- _Records to process_
----
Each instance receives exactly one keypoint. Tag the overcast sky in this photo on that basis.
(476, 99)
----
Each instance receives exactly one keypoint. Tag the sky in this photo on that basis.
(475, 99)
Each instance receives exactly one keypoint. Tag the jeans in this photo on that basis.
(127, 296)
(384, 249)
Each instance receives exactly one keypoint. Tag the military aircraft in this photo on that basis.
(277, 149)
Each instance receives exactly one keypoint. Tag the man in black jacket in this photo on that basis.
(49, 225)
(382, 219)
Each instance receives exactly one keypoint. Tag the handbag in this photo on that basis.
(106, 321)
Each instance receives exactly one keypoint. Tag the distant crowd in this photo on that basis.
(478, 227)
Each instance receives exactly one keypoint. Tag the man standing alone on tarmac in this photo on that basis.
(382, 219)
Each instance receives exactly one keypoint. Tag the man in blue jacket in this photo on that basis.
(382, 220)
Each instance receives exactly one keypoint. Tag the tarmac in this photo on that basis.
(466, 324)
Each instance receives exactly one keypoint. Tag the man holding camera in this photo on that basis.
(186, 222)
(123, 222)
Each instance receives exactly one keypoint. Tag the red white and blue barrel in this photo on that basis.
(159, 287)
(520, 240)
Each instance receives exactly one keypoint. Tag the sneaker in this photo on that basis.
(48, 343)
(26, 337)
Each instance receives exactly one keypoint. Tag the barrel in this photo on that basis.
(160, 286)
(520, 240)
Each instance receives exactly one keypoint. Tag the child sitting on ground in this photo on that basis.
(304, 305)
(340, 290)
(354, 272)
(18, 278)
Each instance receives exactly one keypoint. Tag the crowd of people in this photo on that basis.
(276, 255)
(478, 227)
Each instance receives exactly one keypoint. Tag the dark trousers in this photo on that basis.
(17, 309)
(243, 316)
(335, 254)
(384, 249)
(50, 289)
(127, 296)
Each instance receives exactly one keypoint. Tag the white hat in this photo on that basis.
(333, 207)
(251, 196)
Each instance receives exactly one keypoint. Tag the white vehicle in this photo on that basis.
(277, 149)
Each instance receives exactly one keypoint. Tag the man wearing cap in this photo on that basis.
----
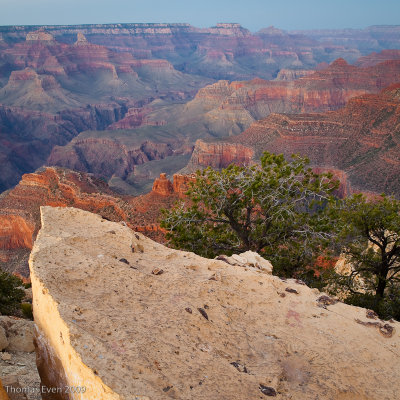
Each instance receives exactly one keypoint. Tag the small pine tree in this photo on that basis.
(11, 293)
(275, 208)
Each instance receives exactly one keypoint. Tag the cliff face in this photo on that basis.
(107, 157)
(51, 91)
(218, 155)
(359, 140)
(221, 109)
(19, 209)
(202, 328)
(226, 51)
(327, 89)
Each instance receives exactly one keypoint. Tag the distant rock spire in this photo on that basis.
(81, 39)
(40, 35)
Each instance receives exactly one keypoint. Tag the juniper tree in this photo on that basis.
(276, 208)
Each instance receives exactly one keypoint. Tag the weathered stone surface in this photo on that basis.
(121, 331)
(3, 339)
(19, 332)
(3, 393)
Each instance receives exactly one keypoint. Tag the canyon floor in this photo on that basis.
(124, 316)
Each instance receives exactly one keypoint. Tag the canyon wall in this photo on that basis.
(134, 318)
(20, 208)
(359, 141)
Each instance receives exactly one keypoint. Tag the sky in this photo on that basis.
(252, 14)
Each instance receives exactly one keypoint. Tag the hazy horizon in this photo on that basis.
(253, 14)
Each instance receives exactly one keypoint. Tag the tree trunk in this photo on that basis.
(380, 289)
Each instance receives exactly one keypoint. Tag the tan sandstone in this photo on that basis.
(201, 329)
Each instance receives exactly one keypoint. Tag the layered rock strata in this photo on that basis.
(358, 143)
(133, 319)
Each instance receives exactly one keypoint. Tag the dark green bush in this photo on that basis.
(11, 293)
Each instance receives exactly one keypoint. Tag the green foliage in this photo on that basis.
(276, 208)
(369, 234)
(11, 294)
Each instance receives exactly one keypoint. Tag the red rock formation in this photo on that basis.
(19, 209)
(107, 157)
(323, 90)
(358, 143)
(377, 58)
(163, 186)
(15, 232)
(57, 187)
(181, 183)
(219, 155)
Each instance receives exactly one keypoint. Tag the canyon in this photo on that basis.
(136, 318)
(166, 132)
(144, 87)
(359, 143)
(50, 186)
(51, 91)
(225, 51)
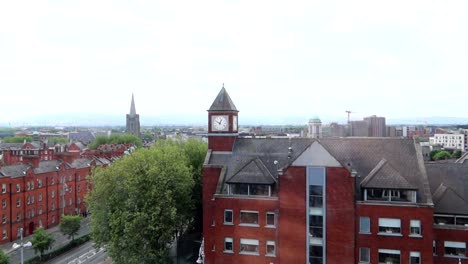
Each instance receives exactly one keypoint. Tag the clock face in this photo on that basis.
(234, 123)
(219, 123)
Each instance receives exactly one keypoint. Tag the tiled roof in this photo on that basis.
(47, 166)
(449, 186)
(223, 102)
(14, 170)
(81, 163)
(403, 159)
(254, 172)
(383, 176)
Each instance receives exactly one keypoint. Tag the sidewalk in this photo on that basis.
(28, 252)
----
- _Directions_
Which lines of the records above contain the string "blue"? Copy every one of them, and treat a difference in letter case as a mismatch.

- _Answer in full_
Each instance receives exactly one keypoint. Tag the man in blue jacket in this photo on that basis.
Each instance receives exactly one keypoint. Tag the red white and blue barrel in this photo on that basis.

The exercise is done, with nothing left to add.